━━ Text passage
When well set up and playing at closer to natural volume, that's something like what the Coltrane Altos do. I'm not suggesting they sound 'live'. I'm suggesting a distinction. They get you closer to the event so you feel -- you're tricked into feeling -- that you're in the recording studio or the church or the jazz club. You feel not so much a detached listener sitting at the mixing desk (in the way some of the professional stuff does, or the clinical British school of say dCS or SME) but instead a living breathing member of an audience who is reacting with all her senses to the experience.


The other night I was listening to Sinead O'Connor. And the thoughts going through my head were not the usual bunk of reviewer's mindset aka "those cymbals could be crisper, bass is well articulated but wandering a bit to the left, wonder if the sound engineer heard that." Instead, it was something along the lines of "this is so Sinead, there hasn't been anything like it since that early concert before she became famous and she was this raw outraged little girl with a stunningly pure voice" and then the Prince song, "no wonder it made her famous, she sings like she really does mean it, and she means exactly every word she sings." Like the Living Voice OBXR2, these speakers are really good at revealing the whys of the music, the why-we-listen stuff.


And they do this by being completely at the service of the music. They never show off. You only realize their incredible speed when you notice the dynamics on a snare, the way its harmonics shoot out into the room lightning-fast and take your breath away as they should. In fact, the Mårtens' drive and timing is out of this world.
Beyond that, there is exceptional purity to high notes. Guitars like Larry Carlton's aren't etched but have an astonishingly seductive presence. The notes seem to appear in a three-dimensional space in front of the speakers, with unrivalled nuances and expressiveness. The purity is difficult to describe because I don't have any references at hand, no useful comparisons or metaphors. But I can tell you about the effect. It's incredibly involving. The music has an opiate-like effect, insinuating itself into the hidden bits of one's consciousness.
━━━━
Activity 1: Write out the part of the speaker review starting with "And they do" and going on through "of one's consciousness.".
Activity 2: Summarize the speaker review in two sentences.
The material after the speaker review has no connection to it.
━━ Source data
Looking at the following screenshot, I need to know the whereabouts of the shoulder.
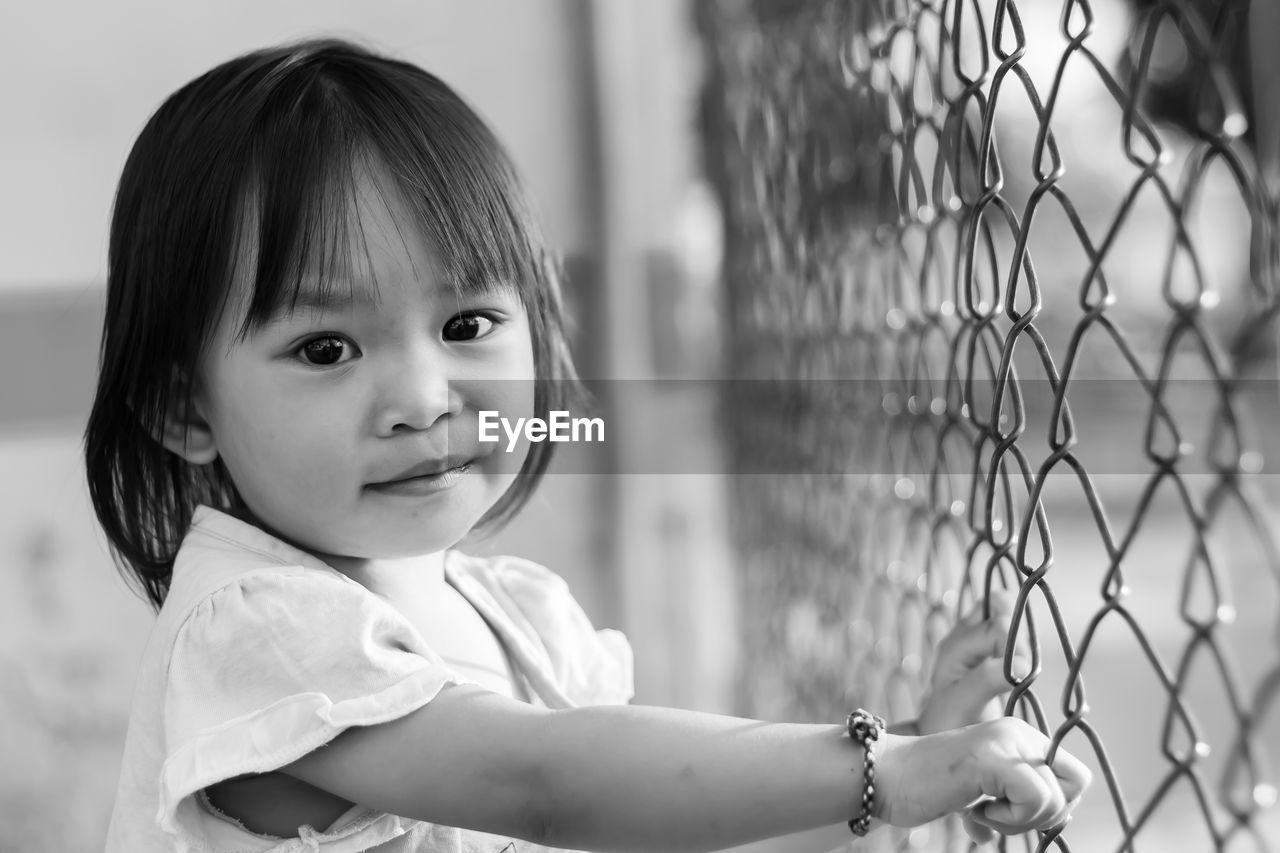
[161,506,358,621]
[445,552,635,704]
━━━━
Written response 1:
And they do this by being completely at the service of the music. They never show off. You only realize their incredible speed when you notice the dynamics on a snare, the way its harmonics shoot out into the room lightning-fast and take your breath away as they should. In fact, the Mårtens' drive and timing is out of this world.
Beyond that, there is exceptional purity to high notes. Guitars like Larry Carlton's aren't etched but have an astonishingly seductive presence. The notes seem to appear in a three-dimensional space in front of the speakers, with unrivalled nuances and expressiveness. The purity is difficult to describe because I don't have any references at hand, no useful comparisons or metaphors. But I can tell you about the effect. It's incredibly involving. The music has an opiate-like effect, insinuating itself into the hidden bits of one's consciousness.

Written response 2: The reviewer says that the Coltrane Altos, when well set up, make the listener feel like a member of the audience at the event rather than a detached listener, and that, like the Living Voice OBXR2, they reveal why we listen to music. They serve the music without showing off, with remarkable speed, drive and timing and exceptionally pure high notes, and the reviewer finds the effect incredibly involving.